Material for the task:

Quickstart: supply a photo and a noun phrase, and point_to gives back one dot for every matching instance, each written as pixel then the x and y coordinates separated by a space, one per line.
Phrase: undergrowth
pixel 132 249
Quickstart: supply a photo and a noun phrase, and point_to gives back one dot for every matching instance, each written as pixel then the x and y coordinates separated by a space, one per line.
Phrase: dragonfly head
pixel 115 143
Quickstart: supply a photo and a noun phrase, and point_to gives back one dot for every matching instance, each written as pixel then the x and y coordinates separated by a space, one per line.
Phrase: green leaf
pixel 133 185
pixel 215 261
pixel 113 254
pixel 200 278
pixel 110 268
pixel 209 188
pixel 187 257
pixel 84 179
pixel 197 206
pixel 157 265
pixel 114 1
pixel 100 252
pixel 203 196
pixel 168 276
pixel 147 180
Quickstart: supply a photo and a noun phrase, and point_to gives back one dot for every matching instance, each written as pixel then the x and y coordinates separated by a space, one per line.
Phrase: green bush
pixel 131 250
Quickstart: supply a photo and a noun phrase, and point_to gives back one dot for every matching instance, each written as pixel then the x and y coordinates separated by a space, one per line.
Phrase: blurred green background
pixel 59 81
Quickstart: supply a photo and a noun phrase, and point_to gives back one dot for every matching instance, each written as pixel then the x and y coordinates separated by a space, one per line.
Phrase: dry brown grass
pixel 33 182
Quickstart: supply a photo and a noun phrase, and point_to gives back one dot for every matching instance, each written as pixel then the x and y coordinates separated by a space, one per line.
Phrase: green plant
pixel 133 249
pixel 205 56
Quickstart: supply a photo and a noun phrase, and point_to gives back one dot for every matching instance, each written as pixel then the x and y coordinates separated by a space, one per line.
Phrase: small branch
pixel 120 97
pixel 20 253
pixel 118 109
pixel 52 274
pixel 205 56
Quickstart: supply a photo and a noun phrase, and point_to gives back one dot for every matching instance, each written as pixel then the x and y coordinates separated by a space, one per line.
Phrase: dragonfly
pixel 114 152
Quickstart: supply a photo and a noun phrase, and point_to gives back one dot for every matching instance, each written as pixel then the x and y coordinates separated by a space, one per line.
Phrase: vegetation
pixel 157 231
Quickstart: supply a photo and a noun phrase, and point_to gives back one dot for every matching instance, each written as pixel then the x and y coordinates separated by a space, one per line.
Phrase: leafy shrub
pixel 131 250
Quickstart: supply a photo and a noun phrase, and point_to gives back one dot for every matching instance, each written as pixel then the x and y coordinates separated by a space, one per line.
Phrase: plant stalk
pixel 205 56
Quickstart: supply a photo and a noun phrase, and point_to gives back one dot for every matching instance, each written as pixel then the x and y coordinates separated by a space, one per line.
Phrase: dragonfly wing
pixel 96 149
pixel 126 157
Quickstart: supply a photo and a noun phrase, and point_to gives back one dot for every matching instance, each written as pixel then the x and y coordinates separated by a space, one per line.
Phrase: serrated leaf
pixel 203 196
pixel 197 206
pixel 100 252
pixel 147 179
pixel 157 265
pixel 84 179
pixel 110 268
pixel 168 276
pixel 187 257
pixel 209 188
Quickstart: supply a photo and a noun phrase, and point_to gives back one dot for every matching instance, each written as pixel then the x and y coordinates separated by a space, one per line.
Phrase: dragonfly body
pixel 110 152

The problem:
Count how many lines in the listing above contain the string "dragonfly", and reply with the number alone.

Solution:
4